Ejemplos de etiquetado de puntos:
╭──
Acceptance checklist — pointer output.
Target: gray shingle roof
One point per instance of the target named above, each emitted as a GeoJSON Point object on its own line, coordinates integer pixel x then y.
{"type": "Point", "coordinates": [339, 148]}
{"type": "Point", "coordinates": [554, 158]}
╰──
**Problema breve**
Escribe todo el material como una lista JSON de cadenas, con una cadena por cada línea y sin incluir las líneas en blanco.

**Respuesta**
[
  "Acceptance checklist — pointer output.",
  "Target: gray shingle roof",
  "One point per instance of the target named above, each emitted as a GeoJSON Point object on its own line, coordinates integer pixel x then y.",
  "{\"type\": \"Point\", \"coordinates\": [339, 148]}",
  "{\"type\": \"Point\", \"coordinates\": [554, 158]}"
]